Aim: Return the listing below line for line, with no changes.
------ Recorded information ------
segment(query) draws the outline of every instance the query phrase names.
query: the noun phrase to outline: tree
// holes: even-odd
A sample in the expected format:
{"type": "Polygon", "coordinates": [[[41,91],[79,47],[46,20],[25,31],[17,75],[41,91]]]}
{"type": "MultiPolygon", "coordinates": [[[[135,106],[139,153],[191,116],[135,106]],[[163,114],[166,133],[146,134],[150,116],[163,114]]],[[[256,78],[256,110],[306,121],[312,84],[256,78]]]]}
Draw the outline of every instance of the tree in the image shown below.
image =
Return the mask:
------
Answer in full:
segment(query) draws the outline of every instance the query phrase names.
query: the noun phrase to outline: tree
// holes: even-odd
A sample in the expected format:
{"type": "Polygon", "coordinates": [[[41,91],[79,47],[46,20],[25,31],[17,75],[41,91]]]}
{"type": "MultiPolygon", "coordinates": [[[[135,106],[139,153],[191,116],[135,106]],[[163,114],[166,133],[146,134],[150,116],[163,114]]],[[[256,78],[256,110],[306,121],[312,84],[256,78]]]]}
Draw the outline of every instance of the tree in the image shown below.
image =
Return the mask:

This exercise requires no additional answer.